» **Ausgewählter Auszug**
==============================

# Canyon Grand Canyon AL 24 - woher kommt das Gewicht?



## -Robert- (22. April 2018)

Hallo!

Ich wundere mich bzw. wüsste gerne woher das Gesamtgewicht von einem Grand Canyon AL 24 (https://www.canyon.com/kids/grand-canyon-al-24.html, 599€) herrührt: Immerhin ziemlich genau 11kg mit Pedalen.

Klar, Federgabel und Scheibenbremsen, alles kein Leichtbau. Aber vielleicht hat ja jemand schon mal den Rahmen oder auch sonstige Anbauteile gewogen.

Für meine größere Tocher habe ich mit (sehr wertigen) Resten eines 26er Erwachsenenbikes und dem VPace MAX26 aufgebaut - da konnte ich aber auch Gabel (Reba), Bremsen (MT5), Schaltung (XT), Laufräder (DT Swiss 240s) und Reifen (Schwalbe RR 2,1") übernehmen. Beim 24er sieht das v.a. aufgrund von Gabel und LRS schon komplett anders aus, zumal es keine bezahlbaren DISC-Einzelfelgen zu geben scheint.

Alleine VPace MAX24-Rahmen (329€) + Gabel (149€ - Spinner Grind wie beim Canyon, alt. nat. die F1rst Air für 30€ mehr) + Felgen/Speichen (Umspeichen kann ich selber) kosten so viel wie das ganze Canyon! Wenn der Canyon-Rahmen 2,5kg wiegt ist der Vergleich natürlich hinfällig...

==============================

(Einträge mit Koordinatenannotationen)

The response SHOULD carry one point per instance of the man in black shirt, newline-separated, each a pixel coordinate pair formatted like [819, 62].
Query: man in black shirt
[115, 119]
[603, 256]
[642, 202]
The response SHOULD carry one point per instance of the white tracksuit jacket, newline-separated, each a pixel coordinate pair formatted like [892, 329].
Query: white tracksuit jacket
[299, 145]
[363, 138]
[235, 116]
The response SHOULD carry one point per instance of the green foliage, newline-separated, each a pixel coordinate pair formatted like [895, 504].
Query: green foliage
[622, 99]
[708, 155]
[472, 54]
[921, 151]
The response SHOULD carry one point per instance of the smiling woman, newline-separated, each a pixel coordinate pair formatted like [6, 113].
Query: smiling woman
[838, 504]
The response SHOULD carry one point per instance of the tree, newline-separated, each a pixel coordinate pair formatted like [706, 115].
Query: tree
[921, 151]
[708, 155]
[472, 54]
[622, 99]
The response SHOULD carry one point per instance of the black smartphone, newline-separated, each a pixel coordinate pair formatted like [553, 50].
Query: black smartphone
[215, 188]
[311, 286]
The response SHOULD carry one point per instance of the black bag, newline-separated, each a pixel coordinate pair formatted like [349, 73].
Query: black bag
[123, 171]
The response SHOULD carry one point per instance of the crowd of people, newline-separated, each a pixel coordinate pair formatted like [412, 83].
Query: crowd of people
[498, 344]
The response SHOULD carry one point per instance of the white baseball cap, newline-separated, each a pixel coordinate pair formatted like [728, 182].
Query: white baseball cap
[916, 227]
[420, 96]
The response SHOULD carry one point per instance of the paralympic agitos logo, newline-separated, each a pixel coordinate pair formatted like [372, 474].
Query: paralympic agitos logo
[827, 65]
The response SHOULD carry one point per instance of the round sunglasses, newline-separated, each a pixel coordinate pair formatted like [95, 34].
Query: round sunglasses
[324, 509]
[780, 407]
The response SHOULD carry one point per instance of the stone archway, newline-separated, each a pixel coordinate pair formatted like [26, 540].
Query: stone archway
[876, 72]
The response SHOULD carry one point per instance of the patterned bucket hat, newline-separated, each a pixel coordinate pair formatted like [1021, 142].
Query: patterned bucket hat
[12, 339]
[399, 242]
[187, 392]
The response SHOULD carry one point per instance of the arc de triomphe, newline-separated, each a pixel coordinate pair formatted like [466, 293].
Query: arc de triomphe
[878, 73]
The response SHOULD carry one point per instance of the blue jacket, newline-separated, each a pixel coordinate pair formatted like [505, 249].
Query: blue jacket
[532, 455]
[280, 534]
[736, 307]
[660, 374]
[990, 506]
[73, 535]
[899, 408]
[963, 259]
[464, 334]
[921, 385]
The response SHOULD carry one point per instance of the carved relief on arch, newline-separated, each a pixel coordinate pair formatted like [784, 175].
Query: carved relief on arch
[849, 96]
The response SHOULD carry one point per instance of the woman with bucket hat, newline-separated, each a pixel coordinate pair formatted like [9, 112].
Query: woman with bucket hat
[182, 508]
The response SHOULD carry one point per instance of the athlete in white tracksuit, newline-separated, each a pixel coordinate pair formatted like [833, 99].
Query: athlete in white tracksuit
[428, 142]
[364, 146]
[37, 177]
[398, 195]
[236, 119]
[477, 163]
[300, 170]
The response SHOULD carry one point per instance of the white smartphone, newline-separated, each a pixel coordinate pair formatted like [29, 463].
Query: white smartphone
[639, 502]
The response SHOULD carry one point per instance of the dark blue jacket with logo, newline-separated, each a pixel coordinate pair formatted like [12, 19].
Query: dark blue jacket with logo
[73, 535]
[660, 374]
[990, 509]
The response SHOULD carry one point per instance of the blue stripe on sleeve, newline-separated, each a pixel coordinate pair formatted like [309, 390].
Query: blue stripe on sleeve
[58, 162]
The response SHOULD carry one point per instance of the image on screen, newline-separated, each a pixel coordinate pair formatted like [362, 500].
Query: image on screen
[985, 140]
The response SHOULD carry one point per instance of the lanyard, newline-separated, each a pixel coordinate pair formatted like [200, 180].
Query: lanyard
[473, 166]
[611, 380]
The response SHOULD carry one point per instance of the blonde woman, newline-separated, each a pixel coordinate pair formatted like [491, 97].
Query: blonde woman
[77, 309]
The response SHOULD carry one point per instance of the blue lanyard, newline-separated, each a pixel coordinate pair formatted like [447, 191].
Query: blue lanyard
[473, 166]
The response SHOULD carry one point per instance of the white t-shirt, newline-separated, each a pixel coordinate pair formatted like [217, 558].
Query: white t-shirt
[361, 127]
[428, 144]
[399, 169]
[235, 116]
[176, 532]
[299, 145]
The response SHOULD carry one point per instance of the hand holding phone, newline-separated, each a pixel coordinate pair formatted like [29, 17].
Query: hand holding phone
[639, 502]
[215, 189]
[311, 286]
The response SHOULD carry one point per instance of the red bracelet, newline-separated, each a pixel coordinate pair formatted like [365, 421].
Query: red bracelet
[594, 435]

==============================

» **Aufgabenstellung 1**
Erläutern Sie in ein bis drei Sätzen, warum sich laut dem Forumsbeitrag zum Gewicht des Canyon Grand Canyon AL 24 der Eigenaufbau eines 24er-Rads anders darstellt als der des 26er-Rads.
» **Aufgabenstellung 2**
Beantworten Sie anhand des Forumsbeitrags zum Gewicht des Canyon Grand Canyon AL 24 folgende Fragen:
(a) Wie viel wiegt das Grand Canyon AL 24 mit Pedalen?
(b) Welche Reifen wurden beim Aufbau des 26er-Rads übernommen?
(c) Wie viel kostet der VPace MAX24-Rahmen?
» **Aufgabenstellung 3**
Setzen Sie den Forumsbeitrag zum Gewicht des Canyon Grand Canyon AL 24 im Anschluss an seinen letzten Satz fort.

» **Lösung 1**
Für das 26er-Rad konnten Gabel, Bremsen, Schaltung, Laufräder und Reifen aus Resten eines Erwachsenenbikes übernommen werden. Beim 24er ist das vor allem wegen Gabel und Laufradsatz nicht möglich, zumal es offenbar keine bezahlbaren Disc-Einzelfelgen gibt.

» **Lösung 2**
(a) Ziemlich genau 11 kg.
(b) Schwalbe RR 2,1".
(c) 329 €.

» **Lösung 3**
Grüße
Robert


----------



## andre_hd (22. April 2018)

Deine Frage kann ich dir leider nicht beantworten, hab mir aber heute beim PCF mal das Rad angeschaut. Die aktuellen 599 wurden nicht als Sale gekennzeichnet sondern scheinen dauerhaft der neue Preis zu sein.


----------



## MTB-News.de




----------



## vercetti07 (22. April 2018)

andre_hd schrieb:


> Deine Frage kann ich dir leider nicht beantworten, hab mir aber heute beim PCF mal das Rad angeschaut. Die aktuellen 599 wurden nicht als Sale gekennzeichnet sondern scheinen dauerhaft der neue Preis zu sein.



Wie war denn dein Eindruck vom Bike? Habe lange hin und ger überlegt welches das nächste wird habe mich dann letzendlich fürs Canyon entschieden und erstmal bestellt mal sehen wie der Eindruck ist....


----------



## andre_hd (23. April 2018)

vercetti07 schrieb:


> Wie war denn dein Eindruck vom Bike? Habe lange hin und ger überlegt welches das nächste wird habe mich dann letzendlich fürs Canyon entschieden und erstmal bestellt mal sehen wie der Eindruck ist....



Sehr gut.
Wenn das 20er Moskito zu klein ist wird es das 24er Canyon.
Finde allerdings bis 600€ auch keine (optisch) akzeptablen Alternativen die akzeptiert werden. Speedster Pro ist auch bei 11 und 900€. Starrgabel und ohne Disc (Speedster) sind 9


----------



## vercetti07 (27. April 2018)

So das Radl ist da und macht einen sehr kompetent guten Eindruck, hab das Gefühl das Gewicht merkt man gar nicht so sehr. Optisch sieht die rote Ausführung in natura noch besser aus als auf den Bildern. Ärgerlich ist das Canyon leider keine Möglichkeit hat einen Flaschenhalter anzubringen :-( das waren wir vom Woom gewohnt. Am Wochenende wird die erste Ausfahrt in den Wald gestartet mal sehen wie sich das Bike samt Fahrer dort schlagen wird....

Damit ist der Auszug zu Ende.